• Job: Restate the entries below verbatim.

• Records for the task:
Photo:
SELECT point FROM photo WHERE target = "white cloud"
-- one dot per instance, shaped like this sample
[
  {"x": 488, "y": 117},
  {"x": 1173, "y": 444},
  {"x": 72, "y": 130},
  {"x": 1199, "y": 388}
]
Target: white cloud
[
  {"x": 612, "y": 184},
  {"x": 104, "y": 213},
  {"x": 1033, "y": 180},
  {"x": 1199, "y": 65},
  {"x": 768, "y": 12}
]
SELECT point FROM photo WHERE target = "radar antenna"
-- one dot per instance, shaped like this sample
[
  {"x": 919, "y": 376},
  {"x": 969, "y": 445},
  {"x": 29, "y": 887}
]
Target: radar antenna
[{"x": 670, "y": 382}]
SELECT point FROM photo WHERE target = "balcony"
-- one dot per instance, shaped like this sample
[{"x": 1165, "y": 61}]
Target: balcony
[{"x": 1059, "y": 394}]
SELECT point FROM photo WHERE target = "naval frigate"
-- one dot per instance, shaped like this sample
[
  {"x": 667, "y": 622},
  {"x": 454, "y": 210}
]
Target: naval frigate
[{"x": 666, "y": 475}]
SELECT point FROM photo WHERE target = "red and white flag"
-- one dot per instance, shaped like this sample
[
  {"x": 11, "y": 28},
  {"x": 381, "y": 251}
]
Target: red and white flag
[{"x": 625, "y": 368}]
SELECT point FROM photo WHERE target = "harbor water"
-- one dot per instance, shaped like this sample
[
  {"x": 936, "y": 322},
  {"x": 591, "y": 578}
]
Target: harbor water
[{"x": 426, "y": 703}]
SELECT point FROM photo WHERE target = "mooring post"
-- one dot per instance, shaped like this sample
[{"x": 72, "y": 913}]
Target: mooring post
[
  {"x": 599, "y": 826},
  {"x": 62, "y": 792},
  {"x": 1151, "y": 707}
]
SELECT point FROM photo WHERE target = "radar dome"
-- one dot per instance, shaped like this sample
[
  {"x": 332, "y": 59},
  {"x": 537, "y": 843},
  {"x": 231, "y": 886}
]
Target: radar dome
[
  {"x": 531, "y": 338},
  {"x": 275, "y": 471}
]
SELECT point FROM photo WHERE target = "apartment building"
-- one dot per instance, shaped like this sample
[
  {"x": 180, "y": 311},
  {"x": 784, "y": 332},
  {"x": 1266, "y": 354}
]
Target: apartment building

• Correct response:
Photo:
SELECT point FROM photo WHERE target = "white cloud"
-- one dot per instance, shaped like this sample
[
  {"x": 488, "y": 117},
  {"x": 1173, "y": 444},
  {"x": 72, "y": 130},
  {"x": 1199, "y": 388}
]
Target: white cloud
[
  {"x": 612, "y": 184},
  {"x": 104, "y": 213},
  {"x": 1033, "y": 180},
  {"x": 1199, "y": 65},
  {"x": 768, "y": 12}
]
SELECT point FROM photo WHERE target = "radar antenna"
-- one dot per instance, shaped like this sample
[
  {"x": 919, "y": 376},
  {"x": 969, "y": 445},
  {"x": 29, "y": 887}
]
Target: radar antenna
[{"x": 670, "y": 382}]
SELECT point FROM photo WHERE target = "balcony"
-- one dot per instance, shaped like this sample
[{"x": 1165, "y": 61}]
Target: balcony
[{"x": 1059, "y": 394}]
SELECT point FROM photo WHERE target = "naval frigate"
-- one dot per instance, shaped like this sample
[
  {"x": 667, "y": 622},
  {"x": 454, "y": 210}
]
Target: naval frigate
[{"x": 666, "y": 475}]
SELECT point FROM photo WHERE target = "red and white flag"
-- one dot per instance, shaped like this sample
[
  {"x": 11, "y": 28},
  {"x": 381, "y": 251}
]
Target: red and white flag
[{"x": 625, "y": 368}]
SELECT point FROM photo WHERE target = "harbor water"
-- one dot per instance, shaped like this sample
[
  {"x": 936, "y": 322},
  {"x": 591, "y": 578}
]
Target: harbor water
[{"x": 426, "y": 703}]
SELECT point FROM photo WHERE target = "mooring post"
-- one dot per instance, shaped like this sample
[{"x": 72, "y": 913}]
Target: mooring post
[
  {"x": 599, "y": 826},
  {"x": 62, "y": 792},
  {"x": 1151, "y": 707}
]
SELECT point FROM photo WHERE target = "radar dome"
-- one dot per instance, shaped like this sample
[
  {"x": 332, "y": 59},
  {"x": 537, "y": 843},
  {"x": 231, "y": 886}
]
Target: radar dome
[
  {"x": 531, "y": 338},
  {"x": 275, "y": 471}
]
SELECT point FROM photo WHERE target = "apartment building"
-- one dot per instance, shaped like this sample
[
  {"x": 180, "y": 311},
  {"x": 784, "y": 332},
  {"x": 1266, "y": 354}
]
Target: apartment building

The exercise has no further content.